---------- EXCERPT PROVIDED ----------

Trial Identification
We searched four electronic databases (Medline, EMBASE, CINAHL, and CENTRAL) using the following terms: fractures, orthopaedic procedures, fractures/surgery, and fracture fixation. We limited our search to human, English-language, randomized controlled trials published between the years of 1995 and 2004. Two reviewers independently assessed the titles and abstracts of all citations to determine whether they met the following eligibility criteria: the study was a randomized controlled trial; the participants were living humans with a fracture of any bone, excluding bones of the head, due to injury; at least one of the interventions occurred in an operating room and involved an incision; and the study was a full-text English-language manuscript published in a biomedical journal.
Two reviewers independently applied the eligibility criteria to the full text of all potentially eligible studies. They met and resolved disagreements by discussion and consensus. We combined manuscripts that reported on the same primary trial (such as those with longer follow-up or subgroup analysis).
Data Extraction
Two reviewers independently extracted data in duplicate regarding participants, interventions, outcomes, and methodology from each eligible trial using a standardized Internet-based system (SRS; TrialStat, Ottawa, Ontario, Canada). We performed a pilot test of the clarity of our data forms by having all reviewers assess four trials in orthopaedic trauma from outside the time frame used in this study. A third individual reviewed all disagreements and made the final decision.
We classified outcomes as follows: (1) clinical outcomes rated by a clinician or by chart abstraction (e.g., mortality, infection, length of stay, cost, repeat operation, operative and/or fluoroscopy time, complications, or transfusions); (2) physiological outcomes rated by a tester (e.g., range of motion, strength, gait and/or weight-bearing, stability, or functional scores); (3) patient-reported outcomes (e.g., pain, analgesic use, function, or quality-of-life score); (4) radiographic outcomes (e.g., quality of reduction and/or alignment, implant placement, fracture-healing and/or union, or implant failure); and (5) combined outcomes incorporating two or more categories of outcome assessors (e.g., fracture-healing with use of a combined clinical and radiographic assessment).

---------- EXCERPTED DATA ----------

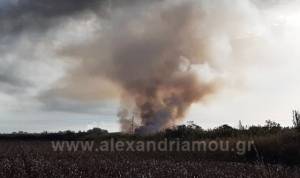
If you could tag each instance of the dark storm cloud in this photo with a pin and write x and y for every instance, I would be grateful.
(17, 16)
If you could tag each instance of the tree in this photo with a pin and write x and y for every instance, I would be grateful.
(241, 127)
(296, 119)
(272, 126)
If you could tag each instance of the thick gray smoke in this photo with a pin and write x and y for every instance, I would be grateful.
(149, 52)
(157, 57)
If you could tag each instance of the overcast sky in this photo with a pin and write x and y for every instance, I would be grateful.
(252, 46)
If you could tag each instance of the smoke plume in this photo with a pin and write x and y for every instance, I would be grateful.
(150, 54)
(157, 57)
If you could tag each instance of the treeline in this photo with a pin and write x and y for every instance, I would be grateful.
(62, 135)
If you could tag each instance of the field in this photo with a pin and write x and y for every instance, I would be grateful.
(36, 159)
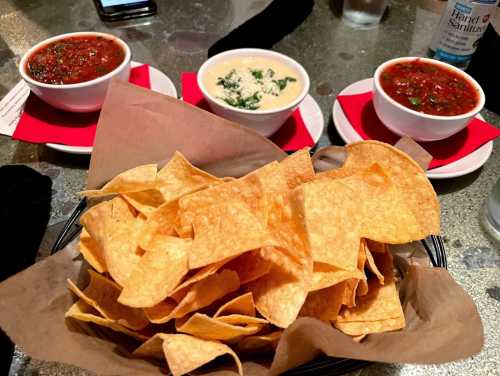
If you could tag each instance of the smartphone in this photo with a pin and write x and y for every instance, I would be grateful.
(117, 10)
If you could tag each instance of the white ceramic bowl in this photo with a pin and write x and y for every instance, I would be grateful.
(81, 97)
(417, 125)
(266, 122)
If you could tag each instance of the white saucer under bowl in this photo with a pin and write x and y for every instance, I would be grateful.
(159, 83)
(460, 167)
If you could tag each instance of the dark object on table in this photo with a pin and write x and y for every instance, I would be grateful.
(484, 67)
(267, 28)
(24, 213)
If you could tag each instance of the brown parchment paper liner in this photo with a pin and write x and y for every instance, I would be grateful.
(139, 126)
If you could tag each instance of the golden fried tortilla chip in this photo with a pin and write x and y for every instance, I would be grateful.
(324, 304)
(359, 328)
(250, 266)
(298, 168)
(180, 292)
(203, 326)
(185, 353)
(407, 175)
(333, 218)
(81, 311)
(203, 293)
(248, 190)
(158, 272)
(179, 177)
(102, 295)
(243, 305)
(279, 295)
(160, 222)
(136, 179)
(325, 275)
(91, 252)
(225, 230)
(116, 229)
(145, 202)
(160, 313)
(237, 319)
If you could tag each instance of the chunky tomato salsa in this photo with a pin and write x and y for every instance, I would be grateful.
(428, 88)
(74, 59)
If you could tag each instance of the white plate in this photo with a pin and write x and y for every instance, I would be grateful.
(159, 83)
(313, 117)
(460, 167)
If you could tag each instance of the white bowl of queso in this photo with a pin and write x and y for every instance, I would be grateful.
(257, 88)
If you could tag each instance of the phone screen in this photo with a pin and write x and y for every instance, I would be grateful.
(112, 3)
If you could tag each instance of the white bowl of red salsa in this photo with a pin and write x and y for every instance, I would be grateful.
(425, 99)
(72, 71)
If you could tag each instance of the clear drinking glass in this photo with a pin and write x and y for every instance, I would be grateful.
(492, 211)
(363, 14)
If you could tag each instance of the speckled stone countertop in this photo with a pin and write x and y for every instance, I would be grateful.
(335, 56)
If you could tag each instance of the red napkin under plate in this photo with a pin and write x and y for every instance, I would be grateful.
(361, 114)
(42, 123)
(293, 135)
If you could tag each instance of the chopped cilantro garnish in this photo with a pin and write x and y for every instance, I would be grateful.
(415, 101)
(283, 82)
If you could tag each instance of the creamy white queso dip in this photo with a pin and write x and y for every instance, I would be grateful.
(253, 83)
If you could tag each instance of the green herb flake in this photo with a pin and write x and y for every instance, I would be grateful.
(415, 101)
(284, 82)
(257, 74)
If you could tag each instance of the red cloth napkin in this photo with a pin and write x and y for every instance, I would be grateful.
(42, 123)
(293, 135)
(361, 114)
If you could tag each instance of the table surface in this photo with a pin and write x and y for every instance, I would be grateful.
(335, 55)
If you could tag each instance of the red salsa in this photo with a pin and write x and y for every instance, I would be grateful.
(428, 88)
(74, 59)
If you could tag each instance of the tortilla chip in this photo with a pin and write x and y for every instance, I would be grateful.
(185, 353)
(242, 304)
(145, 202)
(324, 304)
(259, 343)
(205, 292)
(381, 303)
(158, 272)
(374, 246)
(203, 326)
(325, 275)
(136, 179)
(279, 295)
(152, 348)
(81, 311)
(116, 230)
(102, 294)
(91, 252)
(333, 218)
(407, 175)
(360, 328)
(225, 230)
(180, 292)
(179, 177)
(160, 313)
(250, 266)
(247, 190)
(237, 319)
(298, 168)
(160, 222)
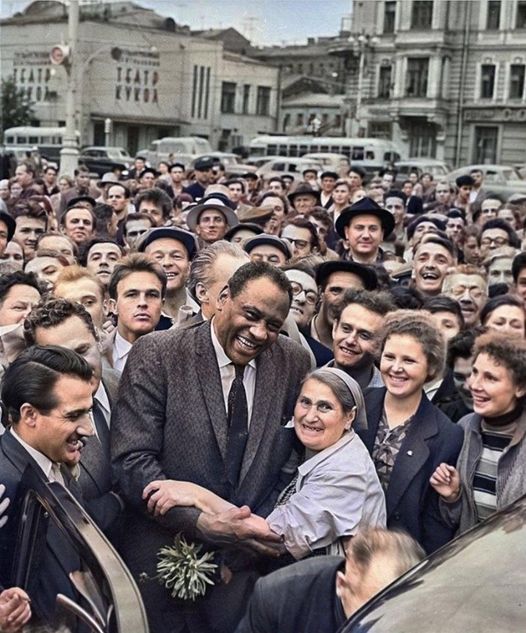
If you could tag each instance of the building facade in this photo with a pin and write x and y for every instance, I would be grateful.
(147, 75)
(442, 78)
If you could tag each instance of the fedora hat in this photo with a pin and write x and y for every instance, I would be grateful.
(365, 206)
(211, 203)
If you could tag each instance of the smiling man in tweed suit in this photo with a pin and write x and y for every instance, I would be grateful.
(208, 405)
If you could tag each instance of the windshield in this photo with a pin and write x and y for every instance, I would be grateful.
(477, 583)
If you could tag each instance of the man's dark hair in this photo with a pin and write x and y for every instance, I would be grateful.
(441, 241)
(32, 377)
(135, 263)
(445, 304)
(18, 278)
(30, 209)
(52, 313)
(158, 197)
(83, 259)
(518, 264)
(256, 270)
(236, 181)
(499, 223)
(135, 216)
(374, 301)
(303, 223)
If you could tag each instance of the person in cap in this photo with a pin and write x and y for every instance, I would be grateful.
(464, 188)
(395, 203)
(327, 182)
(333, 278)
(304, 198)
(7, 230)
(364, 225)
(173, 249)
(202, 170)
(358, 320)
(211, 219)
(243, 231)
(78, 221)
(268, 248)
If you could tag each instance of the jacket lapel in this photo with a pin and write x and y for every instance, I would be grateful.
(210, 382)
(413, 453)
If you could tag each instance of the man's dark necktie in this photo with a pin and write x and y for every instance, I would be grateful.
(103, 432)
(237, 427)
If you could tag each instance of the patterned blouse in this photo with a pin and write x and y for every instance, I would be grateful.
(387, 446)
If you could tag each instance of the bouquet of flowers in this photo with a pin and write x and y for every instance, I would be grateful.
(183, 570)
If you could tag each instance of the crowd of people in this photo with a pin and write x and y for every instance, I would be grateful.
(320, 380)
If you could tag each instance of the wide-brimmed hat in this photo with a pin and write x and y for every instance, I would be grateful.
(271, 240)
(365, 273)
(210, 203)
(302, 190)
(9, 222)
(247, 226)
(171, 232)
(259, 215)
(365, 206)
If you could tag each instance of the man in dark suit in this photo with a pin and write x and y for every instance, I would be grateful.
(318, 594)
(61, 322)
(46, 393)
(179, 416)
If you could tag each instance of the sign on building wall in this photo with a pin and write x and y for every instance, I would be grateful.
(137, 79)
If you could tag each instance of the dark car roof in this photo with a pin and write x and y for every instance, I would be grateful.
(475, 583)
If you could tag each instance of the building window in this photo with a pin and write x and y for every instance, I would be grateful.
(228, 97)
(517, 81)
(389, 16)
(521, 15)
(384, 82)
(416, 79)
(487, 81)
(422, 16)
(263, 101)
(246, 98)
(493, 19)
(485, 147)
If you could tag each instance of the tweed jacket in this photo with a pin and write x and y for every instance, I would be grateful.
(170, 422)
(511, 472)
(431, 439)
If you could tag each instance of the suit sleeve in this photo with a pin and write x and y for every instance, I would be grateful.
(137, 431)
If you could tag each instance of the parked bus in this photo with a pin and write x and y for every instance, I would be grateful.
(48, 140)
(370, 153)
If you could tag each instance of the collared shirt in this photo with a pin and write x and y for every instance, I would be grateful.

----------

Reproduce the full methods text on trial identification and data extraction, word for word.

◆ **EXPECTED OUTPUT**
Trial Identification
We searched four electronic databases (Medline, EMBASE, CINAHL, and CENTRAL) using the following terms: fractures, orthopaedic procedures, fractures/surgery, and fracture fixation. We limited our search to human, English-language, randomized controlled trials published between the years of 1995 and 2004. Two reviewers independently assessed the titles and abstracts of all citations to determine whether they met the following eligibility criteria: the study was a randomized controlled trial; the participants were living humans with a fracture of any bone, excluding bones of the head, due to injury; at least one of the interventions occurred in an operating room and involved an incision; and the study was a full-text English-language manuscript published in a biomedical journal.
Two reviewers independently applied the eligibility criteria to the full text of all potentially eligible studies. They met and resolved disagreements by discussion and consensus. We combined manuscripts that reported on the same primary trial (such as those with longer follow-up or subgroup analysis).
Data Extraction
Two reviewers independently extracted data in duplicate regarding participants, interventions, outcomes, and methodology from each eligible trial using a standardized Internet-based system (SRS; TrialStat, Ottawa, Ontario, Canada). We performed a pilot test of the clarity of our data forms by having all reviewers assess four trials in orthopaedic trauma from outside the time frame used in this study. A third individual reviewed all disagreements and made the final decision.
We classified outcomes as follows: (1) clinical outcomes rated by a clinician or by chart abstraction (e.g., mortality, infection, length of stay, cost, repeat operation, operative and/or fluoroscopy time, complications, or transfusions); (2) physiological outcomes rated by a tester (e.g., range of motion, strength, gait and/or weight-bearing, stability, or functional scores); (3) patient-reported outcomes (e.g., pain, analgesic use, function, or quality-of-life score); (4) radiographic outcomes (e.g., quality of reduction and/or alignment, implant placement, fracture-healing and/or union, or implant failure); and (5) combined outcomes incorporating two or more categories of outcome assessors (e.g., fracture-healing with use of a combined clinical and radiographic assessment).